Document text

********

Cyber Insecurity: Ashley Madison Encrypted Passwords Cracked
October 9, 2015
By now most people know that the extra-marital affairs website, Ashley Madison, was hacked, and its data posted to the Internet.
This included the passwords to all accounts. However, the site had secured them using a hashing algorithm so slow and mathematically demanding that even those with the most sophisticated computers did not bother trying to crack them. One security expert who did try could only crack .0668% of the passwords, and those only because they were weak.
Surprisingly, a group of amateurs recently announced that they had cracked over 11 million of these passwords. Anticipating 15 million shortly, this represents about 41.7% of all the passwords. The key to their success wasn’t a supercomputer, or the soon-to-be quantum computer, but rather a security flaw making these particular 15 million passwords, in the estimate of one cracker, about one million times faster to crack.
The crackers exploited one of two flaws because an MD5 hashing method, considered weak by most experts, secured the passwords. Unlike the rest of the passwords, which a better but slower hashing secured, these used the faster but more vulnerable MD5 method. Cracking these is the cyber equivalent of getting Al Capone on tax evasion and not murder or racketeering.

********

Record list
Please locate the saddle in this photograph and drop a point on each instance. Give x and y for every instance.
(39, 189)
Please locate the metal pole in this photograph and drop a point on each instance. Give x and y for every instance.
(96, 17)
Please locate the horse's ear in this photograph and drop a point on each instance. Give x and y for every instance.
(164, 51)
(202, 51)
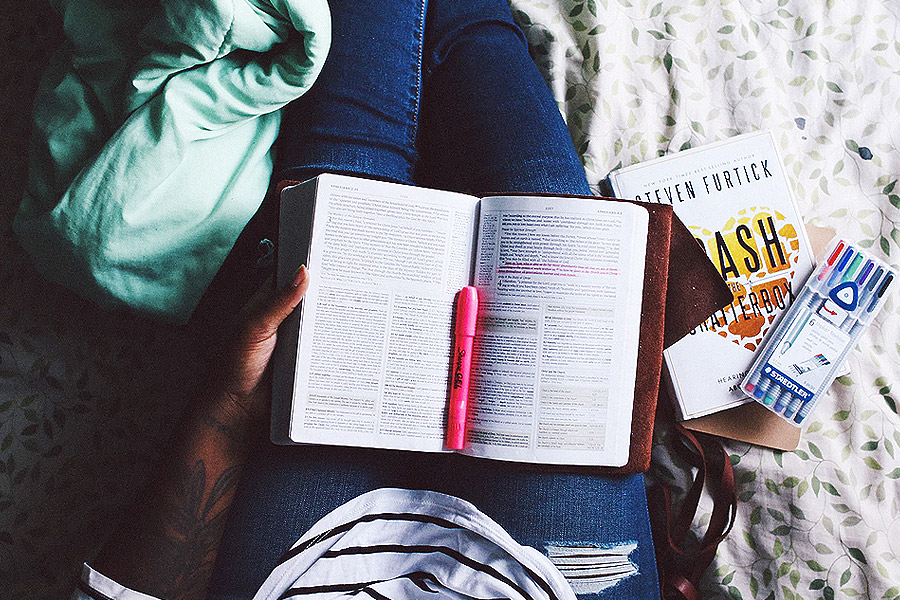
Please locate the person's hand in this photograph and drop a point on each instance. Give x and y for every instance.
(243, 367)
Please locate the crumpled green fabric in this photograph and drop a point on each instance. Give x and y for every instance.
(153, 140)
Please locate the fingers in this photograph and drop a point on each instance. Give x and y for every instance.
(275, 309)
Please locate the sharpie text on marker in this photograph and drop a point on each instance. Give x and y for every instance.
(461, 357)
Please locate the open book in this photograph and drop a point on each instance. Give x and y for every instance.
(365, 359)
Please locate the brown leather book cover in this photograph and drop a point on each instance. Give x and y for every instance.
(681, 289)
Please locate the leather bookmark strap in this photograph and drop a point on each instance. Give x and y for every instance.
(682, 560)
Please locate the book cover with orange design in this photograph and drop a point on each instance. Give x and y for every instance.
(735, 198)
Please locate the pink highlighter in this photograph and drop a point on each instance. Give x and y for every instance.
(461, 359)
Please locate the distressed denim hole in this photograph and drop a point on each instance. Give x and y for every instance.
(590, 569)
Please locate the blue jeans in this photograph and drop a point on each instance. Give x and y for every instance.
(444, 96)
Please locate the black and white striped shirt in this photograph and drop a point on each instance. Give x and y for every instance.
(393, 543)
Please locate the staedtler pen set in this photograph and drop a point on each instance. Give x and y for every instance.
(800, 360)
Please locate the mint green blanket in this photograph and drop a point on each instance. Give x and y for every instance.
(152, 140)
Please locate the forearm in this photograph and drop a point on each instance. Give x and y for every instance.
(166, 545)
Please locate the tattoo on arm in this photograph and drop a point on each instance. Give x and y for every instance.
(168, 545)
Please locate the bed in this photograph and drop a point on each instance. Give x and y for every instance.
(85, 397)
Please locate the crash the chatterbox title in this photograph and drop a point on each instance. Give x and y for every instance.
(756, 250)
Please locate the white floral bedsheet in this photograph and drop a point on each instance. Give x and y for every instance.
(639, 78)
(634, 78)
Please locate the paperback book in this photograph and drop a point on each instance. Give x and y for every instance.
(736, 200)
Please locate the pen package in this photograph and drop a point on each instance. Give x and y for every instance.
(801, 358)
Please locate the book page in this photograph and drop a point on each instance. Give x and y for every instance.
(560, 282)
(385, 263)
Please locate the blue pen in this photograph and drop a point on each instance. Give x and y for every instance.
(854, 322)
(839, 269)
(762, 385)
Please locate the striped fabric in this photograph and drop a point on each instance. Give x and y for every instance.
(393, 543)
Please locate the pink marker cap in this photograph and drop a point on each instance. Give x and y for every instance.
(466, 311)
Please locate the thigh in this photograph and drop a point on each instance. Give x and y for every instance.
(571, 515)
(489, 123)
(361, 115)
(284, 491)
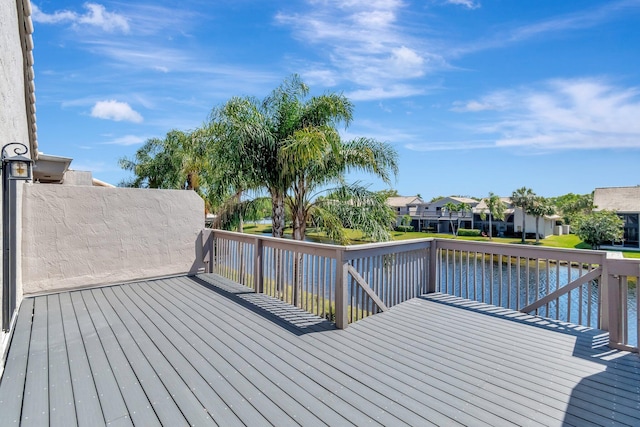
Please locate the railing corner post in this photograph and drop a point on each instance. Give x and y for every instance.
(341, 319)
(611, 305)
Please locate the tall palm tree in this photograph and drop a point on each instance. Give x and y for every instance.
(173, 162)
(289, 144)
(495, 209)
(522, 198)
(451, 207)
(462, 210)
(328, 168)
(539, 208)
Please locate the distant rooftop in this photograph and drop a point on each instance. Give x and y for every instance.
(619, 199)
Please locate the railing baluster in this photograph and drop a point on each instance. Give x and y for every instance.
(569, 293)
(624, 292)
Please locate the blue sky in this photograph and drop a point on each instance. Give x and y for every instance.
(475, 95)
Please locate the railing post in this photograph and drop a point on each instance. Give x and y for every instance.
(207, 250)
(433, 267)
(341, 320)
(258, 277)
(611, 305)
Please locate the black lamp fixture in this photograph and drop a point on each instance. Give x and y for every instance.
(18, 166)
(15, 167)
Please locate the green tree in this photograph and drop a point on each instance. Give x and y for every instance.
(166, 163)
(462, 209)
(406, 220)
(353, 207)
(570, 205)
(522, 198)
(450, 208)
(599, 227)
(495, 208)
(288, 144)
(540, 207)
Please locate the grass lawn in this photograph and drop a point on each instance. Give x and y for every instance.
(567, 241)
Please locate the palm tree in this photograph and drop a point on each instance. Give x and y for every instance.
(328, 168)
(173, 162)
(462, 210)
(495, 209)
(540, 207)
(521, 198)
(288, 144)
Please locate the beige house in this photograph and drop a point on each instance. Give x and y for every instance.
(406, 205)
(625, 201)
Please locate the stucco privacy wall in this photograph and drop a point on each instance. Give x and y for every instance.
(81, 236)
(14, 124)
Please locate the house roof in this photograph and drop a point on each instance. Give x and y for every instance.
(26, 39)
(401, 201)
(466, 200)
(619, 199)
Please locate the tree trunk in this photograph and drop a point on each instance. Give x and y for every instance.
(299, 225)
(277, 214)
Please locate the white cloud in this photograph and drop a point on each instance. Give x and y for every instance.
(564, 114)
(128, 140)
(115, 110)
(451, 145)
(364, 43)
(95, 16)
(377, 92)
(471, 4)
(585, 18)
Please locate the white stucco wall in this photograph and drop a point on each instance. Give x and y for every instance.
(82, 236)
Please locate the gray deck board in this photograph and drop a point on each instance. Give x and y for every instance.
(15, 370)
(61, 400)
(86, 401)
(367, 403)
(207, 351)
(251, 385)
(178, 390)
(170, 345)
(165, 408)
(36, 395)
(297, 402)
(112, 403)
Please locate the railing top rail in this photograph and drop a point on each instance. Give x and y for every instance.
(617, 266)
(578, 255)
(623, 267)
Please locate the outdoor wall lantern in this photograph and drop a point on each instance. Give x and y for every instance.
(15, 167)
(18, 166)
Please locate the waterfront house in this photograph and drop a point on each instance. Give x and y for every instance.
(625, 201)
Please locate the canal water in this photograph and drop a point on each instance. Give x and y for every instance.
(515, 287)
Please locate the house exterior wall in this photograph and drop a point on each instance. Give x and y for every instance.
(545, 225)
(14, 122)
(83, 236)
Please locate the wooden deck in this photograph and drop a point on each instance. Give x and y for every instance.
(205, 351)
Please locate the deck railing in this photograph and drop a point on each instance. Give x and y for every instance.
(347, 283)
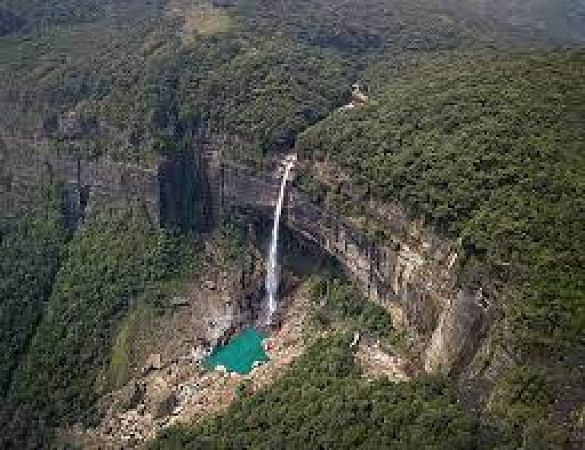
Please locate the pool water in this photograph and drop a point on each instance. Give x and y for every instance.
(240, 354)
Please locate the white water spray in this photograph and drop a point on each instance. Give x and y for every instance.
(272, 275)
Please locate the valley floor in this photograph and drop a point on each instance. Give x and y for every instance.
(183, 392)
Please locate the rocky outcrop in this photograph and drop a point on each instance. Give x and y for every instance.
(416, 276)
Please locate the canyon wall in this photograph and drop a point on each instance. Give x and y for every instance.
(415, 277)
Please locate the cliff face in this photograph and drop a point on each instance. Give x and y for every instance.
(85, 183)
(416, 277)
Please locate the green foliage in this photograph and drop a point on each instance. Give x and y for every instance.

********

To be done
From the Ashley Madison password article, quote the passage starting with "Cyber Insecurity: Ashley" and going on through "they were weak.".

Result below
Cyber Insecurity: Ashley Madison Encrypted Passwords Cracked
October 9, 2015
By now most people know that the extra-marital affairs website, Ashley Madison, was hacked, and its data posted to the Internet.
This included the passwords to all accounts. However, the site had secured them using a hashing algorithm so slow and mathematically demanding that even those with the most sophisticated computers did not bother trying to crack them. One security expert who did try could only crack .0668% of the passwords, and those only because they were weak.